Task requirements ::
Beginning at the line that contains "Place a pin on every instance of the snake eye", reproduce every line to the end of the material without changing any of them.

Records:
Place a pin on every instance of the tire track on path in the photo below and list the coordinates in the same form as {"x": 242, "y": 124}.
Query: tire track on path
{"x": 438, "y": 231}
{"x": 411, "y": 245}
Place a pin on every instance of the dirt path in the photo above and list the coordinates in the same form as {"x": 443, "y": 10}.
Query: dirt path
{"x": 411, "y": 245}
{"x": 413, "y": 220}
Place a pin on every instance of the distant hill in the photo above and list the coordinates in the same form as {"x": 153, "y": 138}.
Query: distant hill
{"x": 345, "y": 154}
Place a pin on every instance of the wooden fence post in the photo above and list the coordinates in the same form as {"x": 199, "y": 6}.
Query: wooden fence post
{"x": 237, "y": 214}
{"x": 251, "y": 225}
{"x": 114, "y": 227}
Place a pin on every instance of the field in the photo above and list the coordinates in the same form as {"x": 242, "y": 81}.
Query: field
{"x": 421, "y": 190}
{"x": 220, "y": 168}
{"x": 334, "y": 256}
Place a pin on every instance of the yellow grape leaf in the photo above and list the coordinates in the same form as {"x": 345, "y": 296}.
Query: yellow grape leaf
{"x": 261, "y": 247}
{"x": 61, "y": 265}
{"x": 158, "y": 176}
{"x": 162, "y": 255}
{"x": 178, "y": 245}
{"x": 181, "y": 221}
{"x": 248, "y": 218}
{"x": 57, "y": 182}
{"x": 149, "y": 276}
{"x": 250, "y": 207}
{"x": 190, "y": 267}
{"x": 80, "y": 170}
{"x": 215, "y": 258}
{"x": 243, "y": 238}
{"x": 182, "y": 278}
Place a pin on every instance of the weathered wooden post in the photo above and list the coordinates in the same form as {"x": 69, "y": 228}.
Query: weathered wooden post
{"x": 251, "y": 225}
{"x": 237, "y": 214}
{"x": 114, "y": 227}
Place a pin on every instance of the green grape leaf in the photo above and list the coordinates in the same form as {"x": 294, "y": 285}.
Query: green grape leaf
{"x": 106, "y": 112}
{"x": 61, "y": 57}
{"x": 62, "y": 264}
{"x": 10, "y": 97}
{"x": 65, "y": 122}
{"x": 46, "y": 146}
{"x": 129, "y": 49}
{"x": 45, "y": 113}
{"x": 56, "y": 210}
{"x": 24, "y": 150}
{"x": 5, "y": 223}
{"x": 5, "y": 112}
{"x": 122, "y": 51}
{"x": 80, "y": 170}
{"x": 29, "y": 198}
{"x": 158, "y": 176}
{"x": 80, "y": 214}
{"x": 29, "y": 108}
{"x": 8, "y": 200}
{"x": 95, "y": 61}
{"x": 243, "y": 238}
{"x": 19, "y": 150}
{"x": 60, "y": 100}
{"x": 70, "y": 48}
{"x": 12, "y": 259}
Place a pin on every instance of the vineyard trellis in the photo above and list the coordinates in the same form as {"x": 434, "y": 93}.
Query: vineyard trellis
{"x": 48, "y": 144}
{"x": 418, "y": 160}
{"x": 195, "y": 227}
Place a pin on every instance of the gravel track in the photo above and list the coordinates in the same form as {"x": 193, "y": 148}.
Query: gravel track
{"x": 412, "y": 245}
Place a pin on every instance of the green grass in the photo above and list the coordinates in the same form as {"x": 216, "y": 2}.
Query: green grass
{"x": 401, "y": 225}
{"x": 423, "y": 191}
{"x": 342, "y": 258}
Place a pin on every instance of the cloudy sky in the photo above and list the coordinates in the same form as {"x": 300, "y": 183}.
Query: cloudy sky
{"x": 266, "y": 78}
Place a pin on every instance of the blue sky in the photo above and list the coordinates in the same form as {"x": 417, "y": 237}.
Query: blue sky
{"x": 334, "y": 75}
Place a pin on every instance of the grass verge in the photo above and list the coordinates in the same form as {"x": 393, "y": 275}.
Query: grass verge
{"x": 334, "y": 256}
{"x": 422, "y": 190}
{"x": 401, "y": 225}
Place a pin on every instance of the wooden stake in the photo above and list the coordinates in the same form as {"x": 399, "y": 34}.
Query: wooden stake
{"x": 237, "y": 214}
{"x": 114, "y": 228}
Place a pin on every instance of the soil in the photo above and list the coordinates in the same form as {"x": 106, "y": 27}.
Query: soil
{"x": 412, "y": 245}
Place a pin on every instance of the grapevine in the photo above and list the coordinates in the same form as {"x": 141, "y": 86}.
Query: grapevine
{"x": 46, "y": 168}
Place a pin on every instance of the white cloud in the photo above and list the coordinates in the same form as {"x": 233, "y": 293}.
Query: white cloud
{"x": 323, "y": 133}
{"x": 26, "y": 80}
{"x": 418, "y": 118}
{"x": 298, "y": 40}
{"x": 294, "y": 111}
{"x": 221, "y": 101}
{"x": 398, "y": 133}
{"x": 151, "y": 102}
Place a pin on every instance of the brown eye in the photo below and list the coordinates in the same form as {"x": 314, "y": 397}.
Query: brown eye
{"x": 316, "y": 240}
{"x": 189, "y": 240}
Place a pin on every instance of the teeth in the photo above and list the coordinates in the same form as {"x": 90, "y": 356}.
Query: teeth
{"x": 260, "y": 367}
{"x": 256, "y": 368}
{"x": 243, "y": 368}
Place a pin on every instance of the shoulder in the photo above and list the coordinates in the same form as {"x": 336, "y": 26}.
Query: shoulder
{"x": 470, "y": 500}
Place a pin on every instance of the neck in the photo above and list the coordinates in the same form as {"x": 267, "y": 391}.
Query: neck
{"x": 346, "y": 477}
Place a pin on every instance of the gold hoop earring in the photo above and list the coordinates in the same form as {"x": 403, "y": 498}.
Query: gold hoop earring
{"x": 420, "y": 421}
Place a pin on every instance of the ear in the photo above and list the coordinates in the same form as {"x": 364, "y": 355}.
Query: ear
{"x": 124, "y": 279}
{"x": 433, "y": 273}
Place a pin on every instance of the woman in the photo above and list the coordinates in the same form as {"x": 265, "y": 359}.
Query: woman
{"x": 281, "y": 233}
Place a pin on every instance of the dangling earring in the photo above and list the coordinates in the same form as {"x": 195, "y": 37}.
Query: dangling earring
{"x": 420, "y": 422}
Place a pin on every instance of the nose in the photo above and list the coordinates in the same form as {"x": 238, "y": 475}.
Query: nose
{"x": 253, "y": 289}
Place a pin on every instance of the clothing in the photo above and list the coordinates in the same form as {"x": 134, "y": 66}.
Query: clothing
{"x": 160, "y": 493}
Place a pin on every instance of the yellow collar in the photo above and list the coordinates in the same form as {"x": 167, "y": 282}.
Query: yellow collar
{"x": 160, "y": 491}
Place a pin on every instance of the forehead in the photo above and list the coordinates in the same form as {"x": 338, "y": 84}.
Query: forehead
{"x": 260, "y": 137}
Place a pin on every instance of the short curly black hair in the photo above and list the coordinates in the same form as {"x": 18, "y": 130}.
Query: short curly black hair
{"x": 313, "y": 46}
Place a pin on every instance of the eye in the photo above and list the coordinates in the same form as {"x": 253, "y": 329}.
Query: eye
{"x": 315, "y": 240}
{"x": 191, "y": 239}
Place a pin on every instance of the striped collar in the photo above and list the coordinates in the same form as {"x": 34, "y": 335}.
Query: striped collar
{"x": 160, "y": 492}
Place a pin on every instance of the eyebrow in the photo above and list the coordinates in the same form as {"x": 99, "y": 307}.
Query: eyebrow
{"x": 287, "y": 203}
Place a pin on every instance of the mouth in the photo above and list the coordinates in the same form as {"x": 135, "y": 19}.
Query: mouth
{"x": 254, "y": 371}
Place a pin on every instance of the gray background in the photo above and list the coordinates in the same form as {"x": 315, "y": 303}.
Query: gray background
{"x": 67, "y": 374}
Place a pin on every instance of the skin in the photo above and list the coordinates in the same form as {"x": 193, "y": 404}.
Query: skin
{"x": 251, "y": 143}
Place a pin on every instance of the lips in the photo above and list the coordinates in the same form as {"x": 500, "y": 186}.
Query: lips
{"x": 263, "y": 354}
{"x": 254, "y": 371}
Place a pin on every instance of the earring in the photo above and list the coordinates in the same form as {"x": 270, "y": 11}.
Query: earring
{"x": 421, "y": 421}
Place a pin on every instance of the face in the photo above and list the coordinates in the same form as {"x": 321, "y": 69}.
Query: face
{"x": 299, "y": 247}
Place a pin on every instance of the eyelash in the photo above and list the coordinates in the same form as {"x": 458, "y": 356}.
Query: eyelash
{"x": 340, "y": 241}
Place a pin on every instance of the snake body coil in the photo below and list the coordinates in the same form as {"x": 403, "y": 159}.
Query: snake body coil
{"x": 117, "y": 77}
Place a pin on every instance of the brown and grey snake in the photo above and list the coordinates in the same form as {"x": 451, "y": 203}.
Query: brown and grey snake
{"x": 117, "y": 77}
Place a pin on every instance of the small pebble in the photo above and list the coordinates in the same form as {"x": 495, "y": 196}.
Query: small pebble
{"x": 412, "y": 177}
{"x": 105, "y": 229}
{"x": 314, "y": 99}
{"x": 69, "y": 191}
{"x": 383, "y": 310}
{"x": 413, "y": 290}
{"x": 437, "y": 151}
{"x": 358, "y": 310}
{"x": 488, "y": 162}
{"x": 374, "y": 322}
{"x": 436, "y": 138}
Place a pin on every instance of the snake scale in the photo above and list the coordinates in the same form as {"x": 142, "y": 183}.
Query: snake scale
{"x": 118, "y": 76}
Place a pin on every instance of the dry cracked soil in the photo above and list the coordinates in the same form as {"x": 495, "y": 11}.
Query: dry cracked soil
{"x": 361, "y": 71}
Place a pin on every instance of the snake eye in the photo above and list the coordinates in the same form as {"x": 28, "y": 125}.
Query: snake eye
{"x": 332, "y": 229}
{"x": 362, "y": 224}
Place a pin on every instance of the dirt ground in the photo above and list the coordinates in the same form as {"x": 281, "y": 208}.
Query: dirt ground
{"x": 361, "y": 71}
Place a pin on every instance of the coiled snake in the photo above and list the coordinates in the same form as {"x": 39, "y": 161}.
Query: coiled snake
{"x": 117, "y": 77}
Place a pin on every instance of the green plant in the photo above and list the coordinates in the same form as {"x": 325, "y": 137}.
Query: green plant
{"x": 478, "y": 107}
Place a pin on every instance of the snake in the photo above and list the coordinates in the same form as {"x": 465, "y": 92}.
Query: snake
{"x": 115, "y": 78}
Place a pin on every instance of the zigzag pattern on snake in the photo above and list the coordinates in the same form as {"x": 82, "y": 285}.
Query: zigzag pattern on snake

Final result ::
Place a pin on every instance of the snake eye in the photo above and list the coordinates in the same form as {"x": 28, "y": 125}.
Query: snake eye
{"x": 332, "y": 229}
{"x": 362, "y": 224}
Place a pin on every instance of the dirt ground in the photo above and list the coordinates in the same form as {"x": 281, "y": 208}.
Query: dirt ground
{"x": 361, "y": 71}
Place a pin on every instance of the coiled snake in the photo above and list the coordinates in the same form as {"x": 39, "y": 161}.
Query: coiled snake
{"x": 117, "y": 77}
Place a pin on every instance of the green plant in the photo above and list the coordinates in the same form as {"x": 325, "y": 137}.
Query: green plant
{"x": 478, "y": 107}
Place a pin on every instance of the snake in the photo above and list the coordinates in the same form as {"x": 465, "y": 92}.
Query: snake
{"x": 115, "y": 78}
Place a pin on every instance of the zigzag pattern on snake in the photo above and list the coordinates in the same form as {"x": 82, "y": 285}.
Query: zigzag pattern on snake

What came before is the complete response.